安井昇(やすい・のぼる)
 
:1968年京都市生まれ。1991年東京理科大学理工学部建築学科卒業。1993年東京理科大学理工学研究科建築学専攻(修士)修了。積水ハウス株式会社入社。1998年積水ハウス株式会社退職。1999年桜設計集団一級建築士事務所開設。2004年早稲田大学理工学研究科建設学専攻(博士)修了。
 
現在 岐阜県立森林文化アカデミー非常勤講師(2005年~) NPO 木の建築フォラム理事(2007年~) 高知県立林業大学校特任教授(2018年~) 早稲田大学理工学研究所研究員(伯耆原智世研究室所属)(2021年〜) NPO法人 Team Timberize 理事長(2021年〜) 東京大学生産技術研究所リサーチフェロー(腰原幹雄研究室所属)(2021年〜)
 

Cross Point Interview

特集「木造施設への期待と課題」

01:安井昇 / Noboru Yasuhi
防火の視点から
木造建築を進化させる

2022/8/31
インタビュアー:真壁智治、編集:平塚桂、大西正紀
インタビュー収録:2021年9月30日
 
 
— まずは安井さんの建築家としての出自と、現在主軸とされている桜設計集団の活動からお聞きしたいと思います。早稲田大学の長谷見雄二先生の研究室にいらした経緯を教えてください。
 
安井:修士課程までは東京理科大学にいたのですが、当時から(国交省所管の研究機関である)建築研究所に出されていて、そこでの指導教員が長谷見先生でした。その縁で先生が早稲田大学に移られてから、長谷見研究室へと入り直しました。
 
— その頃から研究の主題を、防耐火設計に特化されていたのですか?
 
安井:東京理科大学時代は、長谷見先生の指導を受けながら建築研究所で木造防火の研究をしていました。また博士課程に進んだ2000年前後は町家が建築基準法に位置づけられておらず、僕の実家は築100年くらいの京町家ということもあり「安井くん、京都でしょ。一緒にやるか」と先生に言われ、「やります」と言ったのがはじまりです。
 

安井さんの京町家の実家。


— 昔から長谷見先生の存在と木造防火の研究が身近にあったわけですね。建築研究所も含めて長谷見先生とのお付き合いはどのくらいの期間になりますか?

• 作業内容
本文によると、安井昇氏が1999年に開設した事務所の名称は何ですか。 このあとのデータは、本文とは異なる出典から取得したものです。

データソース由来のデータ
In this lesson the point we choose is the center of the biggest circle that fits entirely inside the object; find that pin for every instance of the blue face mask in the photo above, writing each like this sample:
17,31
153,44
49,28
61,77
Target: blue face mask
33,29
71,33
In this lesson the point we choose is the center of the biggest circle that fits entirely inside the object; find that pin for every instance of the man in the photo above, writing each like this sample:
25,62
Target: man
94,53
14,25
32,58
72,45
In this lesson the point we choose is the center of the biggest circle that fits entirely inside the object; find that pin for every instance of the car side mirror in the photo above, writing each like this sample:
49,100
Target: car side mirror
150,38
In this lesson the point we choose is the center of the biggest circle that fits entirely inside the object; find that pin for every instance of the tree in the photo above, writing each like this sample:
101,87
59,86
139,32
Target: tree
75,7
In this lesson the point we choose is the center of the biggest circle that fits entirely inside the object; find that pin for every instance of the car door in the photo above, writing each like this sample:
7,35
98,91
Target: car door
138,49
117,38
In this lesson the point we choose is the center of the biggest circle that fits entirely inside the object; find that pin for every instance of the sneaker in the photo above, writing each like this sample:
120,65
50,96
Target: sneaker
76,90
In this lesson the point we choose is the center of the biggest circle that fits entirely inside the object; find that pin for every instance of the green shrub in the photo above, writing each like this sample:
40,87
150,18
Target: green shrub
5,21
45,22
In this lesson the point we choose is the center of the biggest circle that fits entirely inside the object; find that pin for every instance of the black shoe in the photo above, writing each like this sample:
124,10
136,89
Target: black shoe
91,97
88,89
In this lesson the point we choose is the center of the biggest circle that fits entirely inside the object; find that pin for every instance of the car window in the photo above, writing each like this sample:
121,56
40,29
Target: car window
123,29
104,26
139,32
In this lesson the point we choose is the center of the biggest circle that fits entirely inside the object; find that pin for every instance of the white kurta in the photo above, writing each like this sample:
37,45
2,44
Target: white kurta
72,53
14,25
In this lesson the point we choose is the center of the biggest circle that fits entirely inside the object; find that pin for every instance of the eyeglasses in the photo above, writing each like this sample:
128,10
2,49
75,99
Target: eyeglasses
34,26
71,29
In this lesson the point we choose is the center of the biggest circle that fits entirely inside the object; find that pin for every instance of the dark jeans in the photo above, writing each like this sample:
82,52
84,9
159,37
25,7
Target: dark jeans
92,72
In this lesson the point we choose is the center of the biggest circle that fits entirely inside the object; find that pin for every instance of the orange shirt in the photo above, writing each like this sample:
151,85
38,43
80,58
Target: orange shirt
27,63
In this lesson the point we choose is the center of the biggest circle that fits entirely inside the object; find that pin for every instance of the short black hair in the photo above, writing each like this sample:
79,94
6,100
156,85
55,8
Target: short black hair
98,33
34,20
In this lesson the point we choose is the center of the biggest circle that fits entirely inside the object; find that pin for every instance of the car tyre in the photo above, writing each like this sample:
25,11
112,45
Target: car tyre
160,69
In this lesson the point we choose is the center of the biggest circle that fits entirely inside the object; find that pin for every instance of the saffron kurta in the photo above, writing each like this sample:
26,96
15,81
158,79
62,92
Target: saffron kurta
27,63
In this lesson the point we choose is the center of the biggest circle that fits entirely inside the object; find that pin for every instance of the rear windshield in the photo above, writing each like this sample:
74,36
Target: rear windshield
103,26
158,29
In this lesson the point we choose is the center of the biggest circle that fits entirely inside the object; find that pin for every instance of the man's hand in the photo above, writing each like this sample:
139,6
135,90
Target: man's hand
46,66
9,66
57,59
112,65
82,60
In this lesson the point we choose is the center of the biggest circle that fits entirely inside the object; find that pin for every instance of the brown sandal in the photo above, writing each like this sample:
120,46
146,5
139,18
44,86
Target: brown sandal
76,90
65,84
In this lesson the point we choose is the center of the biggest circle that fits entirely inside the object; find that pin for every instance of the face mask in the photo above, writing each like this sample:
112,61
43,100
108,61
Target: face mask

---

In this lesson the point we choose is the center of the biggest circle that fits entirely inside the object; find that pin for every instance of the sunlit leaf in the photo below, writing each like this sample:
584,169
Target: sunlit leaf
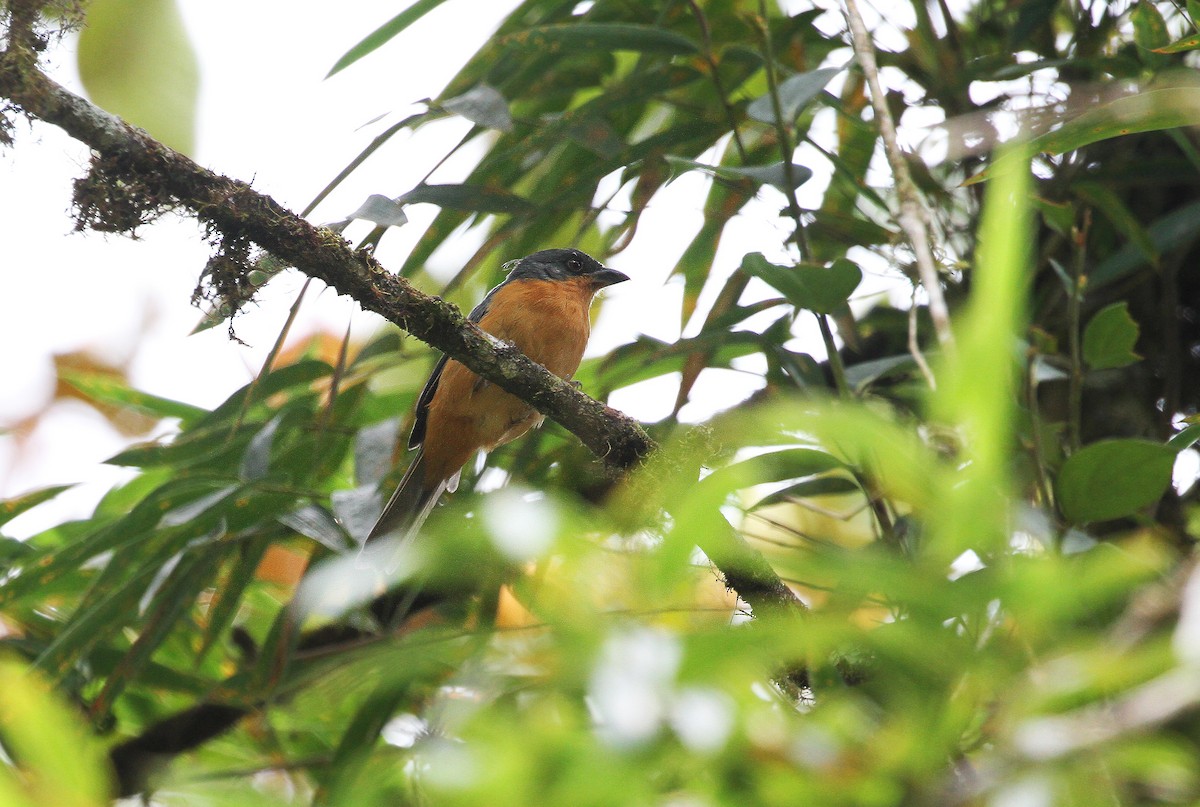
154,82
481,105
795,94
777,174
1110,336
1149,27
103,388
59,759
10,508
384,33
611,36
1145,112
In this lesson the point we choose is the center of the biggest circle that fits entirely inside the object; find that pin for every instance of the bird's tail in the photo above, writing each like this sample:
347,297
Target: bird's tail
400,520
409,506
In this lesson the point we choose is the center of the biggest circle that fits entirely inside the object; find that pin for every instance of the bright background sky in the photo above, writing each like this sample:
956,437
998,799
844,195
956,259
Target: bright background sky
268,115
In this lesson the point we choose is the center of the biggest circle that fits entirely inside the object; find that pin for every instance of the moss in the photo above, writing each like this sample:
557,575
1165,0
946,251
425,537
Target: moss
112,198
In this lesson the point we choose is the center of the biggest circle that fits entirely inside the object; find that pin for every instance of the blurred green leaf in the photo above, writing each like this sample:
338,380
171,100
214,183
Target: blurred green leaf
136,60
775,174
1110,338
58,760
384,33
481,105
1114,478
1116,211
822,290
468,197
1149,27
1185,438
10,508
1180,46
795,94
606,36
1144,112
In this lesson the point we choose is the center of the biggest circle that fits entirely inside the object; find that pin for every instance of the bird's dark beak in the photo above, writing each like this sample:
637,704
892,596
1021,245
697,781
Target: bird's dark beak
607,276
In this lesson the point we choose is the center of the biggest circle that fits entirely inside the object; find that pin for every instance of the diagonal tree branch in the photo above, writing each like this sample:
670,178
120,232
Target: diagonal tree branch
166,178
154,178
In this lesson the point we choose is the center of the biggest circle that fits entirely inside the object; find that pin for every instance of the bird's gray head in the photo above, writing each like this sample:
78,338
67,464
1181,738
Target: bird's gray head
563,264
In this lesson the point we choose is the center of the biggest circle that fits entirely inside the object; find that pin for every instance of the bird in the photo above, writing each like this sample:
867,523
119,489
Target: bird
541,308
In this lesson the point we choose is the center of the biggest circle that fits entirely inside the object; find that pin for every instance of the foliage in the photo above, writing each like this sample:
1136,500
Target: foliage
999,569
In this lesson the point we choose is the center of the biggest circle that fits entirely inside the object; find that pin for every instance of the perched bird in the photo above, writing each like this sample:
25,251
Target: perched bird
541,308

...

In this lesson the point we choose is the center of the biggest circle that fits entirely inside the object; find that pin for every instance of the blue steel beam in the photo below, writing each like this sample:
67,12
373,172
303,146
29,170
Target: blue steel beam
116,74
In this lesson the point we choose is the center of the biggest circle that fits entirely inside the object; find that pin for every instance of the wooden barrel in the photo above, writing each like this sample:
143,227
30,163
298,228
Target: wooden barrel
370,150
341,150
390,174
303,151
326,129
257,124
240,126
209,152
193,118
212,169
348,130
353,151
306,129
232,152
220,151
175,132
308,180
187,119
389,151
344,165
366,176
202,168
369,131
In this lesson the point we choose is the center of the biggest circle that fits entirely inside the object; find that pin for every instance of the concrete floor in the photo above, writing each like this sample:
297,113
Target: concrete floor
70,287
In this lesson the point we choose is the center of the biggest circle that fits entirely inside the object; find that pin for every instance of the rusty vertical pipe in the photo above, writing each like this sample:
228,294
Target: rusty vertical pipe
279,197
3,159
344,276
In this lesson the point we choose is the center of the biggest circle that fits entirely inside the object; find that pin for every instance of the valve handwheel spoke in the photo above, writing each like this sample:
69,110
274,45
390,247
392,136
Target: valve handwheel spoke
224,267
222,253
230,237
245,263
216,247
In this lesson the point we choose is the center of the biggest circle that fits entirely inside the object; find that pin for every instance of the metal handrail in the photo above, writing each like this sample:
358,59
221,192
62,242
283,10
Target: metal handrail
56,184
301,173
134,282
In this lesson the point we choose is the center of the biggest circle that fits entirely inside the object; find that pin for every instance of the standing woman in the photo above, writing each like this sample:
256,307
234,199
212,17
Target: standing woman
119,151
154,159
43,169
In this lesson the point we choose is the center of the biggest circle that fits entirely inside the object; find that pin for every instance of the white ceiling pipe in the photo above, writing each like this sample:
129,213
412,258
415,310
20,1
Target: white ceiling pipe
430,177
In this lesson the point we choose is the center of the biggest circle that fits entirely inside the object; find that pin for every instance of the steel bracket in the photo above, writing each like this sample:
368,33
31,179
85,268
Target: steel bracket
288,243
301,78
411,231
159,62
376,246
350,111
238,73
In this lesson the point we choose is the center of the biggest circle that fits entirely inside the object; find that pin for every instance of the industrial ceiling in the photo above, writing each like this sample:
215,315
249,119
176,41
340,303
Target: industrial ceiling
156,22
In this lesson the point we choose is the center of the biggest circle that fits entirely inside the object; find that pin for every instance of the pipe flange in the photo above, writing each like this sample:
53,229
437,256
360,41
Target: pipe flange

• 回答欄
桜設計集団一級建築士事務所です。